■ **TAREFA 1**: Diga quantas linhas dos registros contêm a palavra "navy", levando em conta maiúsculas e minúsculas. Responda só com o número.

■ **TRECHO DO TEXTO**:
::::

Viegas*

Sempre que Estou de volta à minha terra natal, na Baixada do Maranhão, o que, ultimamente, tenho feito com predestinada insistência, costumo ouvir ao longo do trajeto músicas para espantar a monotonia do estradão, em longas quase doze horas de viagem. E vou ouvindo os cantores da terra – esses que estão à margem do raio-soçaite cultural justo para manter-me ligado a esta Imperosa de todos nós. E lá vou eu ouvindo Ostérnio, Pedro Bispo, Francis Neto, Raimundo Paulino e outros da mesma raiz. Nesse devaneio, vou tecendo na mente o trânsito da cidade, as pessoas, os espigões entre construídos e os que se levantam e vou revendo no juízo as nossas ruas, o nosso rio Tocantins, o quotidiano da vida, os fatos que acontecem. A cidade. Faço então do estradão e das canções um reviver do nosso dia a dia por aqui.
Em meio ao som que emerge e ressoa das músicas no toca-CD, não abdico nem posso abdicar das toadas de bumba-boi de orquestra, narrando estória, executando canções e fazendo enredo. E tudo me transporta nas raias da imaginação, ora nas minhas raízes de interiorano, ora aos brilhos e bailados e batidões que fazem festa de bumba-boi em tempos de São João. Em meio a tantas toadas do boi de orquestra, onde desfilam em conjunto o ressoar do trompete, do saxofone, do trombone e da percussão ao som dos ruflados do “tambor onça” - todos que fazem a grande composição que é o “boi de orquestra”. E lá vou eu, estrada a fora, ouvindo aquele multiplicado de sons em conjunto como que a invadir a minha alma e a espantar a monotonia das esticadas horas de viagem.

::::

■ **REGISTROS BRUTOS**:
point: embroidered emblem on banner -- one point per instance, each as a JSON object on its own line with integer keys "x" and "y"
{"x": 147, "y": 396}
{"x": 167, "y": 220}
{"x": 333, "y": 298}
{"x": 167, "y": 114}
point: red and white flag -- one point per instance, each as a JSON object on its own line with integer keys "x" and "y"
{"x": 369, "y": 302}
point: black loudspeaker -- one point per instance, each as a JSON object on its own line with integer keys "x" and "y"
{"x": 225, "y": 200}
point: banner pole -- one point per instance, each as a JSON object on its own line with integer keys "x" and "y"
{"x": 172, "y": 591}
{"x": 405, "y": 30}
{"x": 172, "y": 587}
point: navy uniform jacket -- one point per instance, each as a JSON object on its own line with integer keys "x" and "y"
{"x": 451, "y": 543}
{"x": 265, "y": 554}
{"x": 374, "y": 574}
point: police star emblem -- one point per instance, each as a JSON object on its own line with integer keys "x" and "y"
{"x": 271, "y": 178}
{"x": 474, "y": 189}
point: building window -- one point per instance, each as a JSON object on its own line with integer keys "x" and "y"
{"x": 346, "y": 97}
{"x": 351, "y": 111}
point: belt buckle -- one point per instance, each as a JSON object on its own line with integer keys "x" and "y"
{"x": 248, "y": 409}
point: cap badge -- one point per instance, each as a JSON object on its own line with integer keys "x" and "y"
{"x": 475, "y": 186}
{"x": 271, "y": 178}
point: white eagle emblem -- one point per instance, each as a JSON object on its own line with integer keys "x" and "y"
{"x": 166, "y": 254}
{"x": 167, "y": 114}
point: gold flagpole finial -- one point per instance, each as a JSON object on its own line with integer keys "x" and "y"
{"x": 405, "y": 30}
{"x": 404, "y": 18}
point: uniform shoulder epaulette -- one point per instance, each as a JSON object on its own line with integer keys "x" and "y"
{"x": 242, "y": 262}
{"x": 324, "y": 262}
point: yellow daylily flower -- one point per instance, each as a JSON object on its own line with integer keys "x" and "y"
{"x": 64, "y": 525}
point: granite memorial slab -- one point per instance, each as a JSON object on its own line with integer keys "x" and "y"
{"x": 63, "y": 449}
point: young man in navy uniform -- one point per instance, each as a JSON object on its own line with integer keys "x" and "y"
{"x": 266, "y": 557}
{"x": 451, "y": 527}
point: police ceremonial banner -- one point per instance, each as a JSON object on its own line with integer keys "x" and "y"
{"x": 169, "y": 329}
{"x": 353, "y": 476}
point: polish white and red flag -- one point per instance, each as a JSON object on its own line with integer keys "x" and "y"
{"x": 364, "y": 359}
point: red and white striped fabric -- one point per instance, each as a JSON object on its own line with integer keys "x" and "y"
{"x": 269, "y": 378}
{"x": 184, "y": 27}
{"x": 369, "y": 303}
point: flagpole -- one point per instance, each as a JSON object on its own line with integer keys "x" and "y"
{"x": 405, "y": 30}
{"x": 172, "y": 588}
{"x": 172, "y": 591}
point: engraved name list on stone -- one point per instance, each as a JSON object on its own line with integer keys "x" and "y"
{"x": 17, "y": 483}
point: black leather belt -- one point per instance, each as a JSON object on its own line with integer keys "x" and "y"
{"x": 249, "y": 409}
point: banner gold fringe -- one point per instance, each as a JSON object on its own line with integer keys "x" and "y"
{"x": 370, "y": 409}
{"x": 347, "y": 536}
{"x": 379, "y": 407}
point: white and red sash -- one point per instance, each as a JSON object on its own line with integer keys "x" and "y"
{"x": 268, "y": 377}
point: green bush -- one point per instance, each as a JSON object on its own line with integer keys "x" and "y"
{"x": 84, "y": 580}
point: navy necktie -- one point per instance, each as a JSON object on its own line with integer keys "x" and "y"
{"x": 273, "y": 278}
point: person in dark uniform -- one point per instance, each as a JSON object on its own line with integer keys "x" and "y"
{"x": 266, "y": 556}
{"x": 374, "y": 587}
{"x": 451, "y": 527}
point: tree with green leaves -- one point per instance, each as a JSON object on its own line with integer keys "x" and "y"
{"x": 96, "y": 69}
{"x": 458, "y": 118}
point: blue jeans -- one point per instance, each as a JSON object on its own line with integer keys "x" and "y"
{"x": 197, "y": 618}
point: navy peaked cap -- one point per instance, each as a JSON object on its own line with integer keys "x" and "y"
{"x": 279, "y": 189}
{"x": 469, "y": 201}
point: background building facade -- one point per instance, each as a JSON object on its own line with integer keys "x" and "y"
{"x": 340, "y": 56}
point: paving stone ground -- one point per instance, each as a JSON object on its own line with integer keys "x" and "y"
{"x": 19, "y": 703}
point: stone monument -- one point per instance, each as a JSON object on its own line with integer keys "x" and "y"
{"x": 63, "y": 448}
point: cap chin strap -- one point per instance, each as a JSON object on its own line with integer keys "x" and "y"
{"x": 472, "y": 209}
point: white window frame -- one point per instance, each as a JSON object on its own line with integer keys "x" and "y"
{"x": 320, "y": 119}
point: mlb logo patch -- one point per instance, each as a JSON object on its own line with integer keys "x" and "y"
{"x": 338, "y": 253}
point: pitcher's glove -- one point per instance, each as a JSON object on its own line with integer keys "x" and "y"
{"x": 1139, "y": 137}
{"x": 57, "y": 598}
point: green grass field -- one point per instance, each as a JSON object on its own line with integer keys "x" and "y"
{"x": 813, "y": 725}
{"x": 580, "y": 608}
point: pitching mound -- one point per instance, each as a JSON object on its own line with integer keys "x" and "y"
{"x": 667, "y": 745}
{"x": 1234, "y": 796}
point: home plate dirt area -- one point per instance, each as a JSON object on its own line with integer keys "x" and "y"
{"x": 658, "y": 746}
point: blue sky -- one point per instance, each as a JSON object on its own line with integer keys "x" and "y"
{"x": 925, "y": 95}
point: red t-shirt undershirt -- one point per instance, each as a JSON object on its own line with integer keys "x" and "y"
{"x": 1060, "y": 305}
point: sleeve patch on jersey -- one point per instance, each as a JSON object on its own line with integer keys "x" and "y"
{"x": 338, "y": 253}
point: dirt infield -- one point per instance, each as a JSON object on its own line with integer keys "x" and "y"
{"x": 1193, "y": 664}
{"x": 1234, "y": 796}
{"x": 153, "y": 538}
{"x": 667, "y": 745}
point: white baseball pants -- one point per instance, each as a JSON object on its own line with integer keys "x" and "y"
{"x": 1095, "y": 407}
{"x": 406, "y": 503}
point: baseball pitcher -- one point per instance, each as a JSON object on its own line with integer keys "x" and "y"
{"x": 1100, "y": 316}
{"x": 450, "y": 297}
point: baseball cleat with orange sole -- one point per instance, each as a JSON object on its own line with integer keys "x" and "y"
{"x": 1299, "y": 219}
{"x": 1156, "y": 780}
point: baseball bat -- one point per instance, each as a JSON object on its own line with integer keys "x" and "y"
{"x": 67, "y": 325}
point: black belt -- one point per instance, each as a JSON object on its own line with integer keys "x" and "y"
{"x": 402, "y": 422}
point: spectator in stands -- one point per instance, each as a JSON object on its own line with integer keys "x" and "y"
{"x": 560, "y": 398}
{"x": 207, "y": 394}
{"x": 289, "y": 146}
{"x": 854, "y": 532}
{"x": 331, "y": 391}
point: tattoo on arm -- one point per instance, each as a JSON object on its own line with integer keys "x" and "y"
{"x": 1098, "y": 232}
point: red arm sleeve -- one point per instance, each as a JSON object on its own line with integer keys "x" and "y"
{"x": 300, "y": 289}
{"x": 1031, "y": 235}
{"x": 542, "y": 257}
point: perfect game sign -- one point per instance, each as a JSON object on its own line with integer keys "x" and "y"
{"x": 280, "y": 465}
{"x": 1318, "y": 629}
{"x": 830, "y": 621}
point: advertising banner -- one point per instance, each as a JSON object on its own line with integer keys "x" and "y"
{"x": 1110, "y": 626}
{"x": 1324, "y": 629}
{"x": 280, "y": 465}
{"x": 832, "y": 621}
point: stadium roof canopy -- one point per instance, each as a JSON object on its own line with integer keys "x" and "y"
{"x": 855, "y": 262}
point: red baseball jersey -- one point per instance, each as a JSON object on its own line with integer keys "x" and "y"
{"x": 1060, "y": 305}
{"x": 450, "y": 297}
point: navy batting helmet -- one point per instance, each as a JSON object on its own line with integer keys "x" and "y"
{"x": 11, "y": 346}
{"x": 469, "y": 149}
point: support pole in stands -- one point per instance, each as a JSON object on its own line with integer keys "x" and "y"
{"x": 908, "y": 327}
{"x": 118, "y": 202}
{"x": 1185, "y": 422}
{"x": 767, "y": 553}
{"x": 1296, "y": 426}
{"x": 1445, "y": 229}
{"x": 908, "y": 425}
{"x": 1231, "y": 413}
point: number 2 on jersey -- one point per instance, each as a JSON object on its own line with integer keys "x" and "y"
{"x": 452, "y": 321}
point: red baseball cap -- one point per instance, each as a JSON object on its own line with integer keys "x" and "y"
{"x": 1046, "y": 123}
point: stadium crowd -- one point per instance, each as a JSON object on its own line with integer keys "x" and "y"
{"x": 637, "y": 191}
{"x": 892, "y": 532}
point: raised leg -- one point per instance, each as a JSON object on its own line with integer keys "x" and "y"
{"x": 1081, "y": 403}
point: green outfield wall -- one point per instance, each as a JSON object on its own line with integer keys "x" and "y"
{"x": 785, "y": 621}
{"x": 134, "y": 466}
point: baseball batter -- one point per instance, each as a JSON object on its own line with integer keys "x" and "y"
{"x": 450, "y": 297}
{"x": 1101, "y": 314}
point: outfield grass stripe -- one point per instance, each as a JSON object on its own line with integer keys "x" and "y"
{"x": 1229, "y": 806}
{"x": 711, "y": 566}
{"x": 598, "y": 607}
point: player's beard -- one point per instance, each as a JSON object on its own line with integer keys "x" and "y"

::::

■ **TAREFA 2**:
Responda com base no trecho sobre a viagem de volta à Baixada do Maranhão:
(a) Quantas horas dura, aproximadamente, a viagem?
(b) Que rio o autor revê na lembrança?
(c) Ao som dos ruflados de qual tambor tocam os instrumentos do boi de orquestra?

■ **RESULTADO 1**: 5

■ **RESULTADO 2**:
(a) Quase doze horas.
(b) O rio Tocantins.
(c) Do "tambor onça".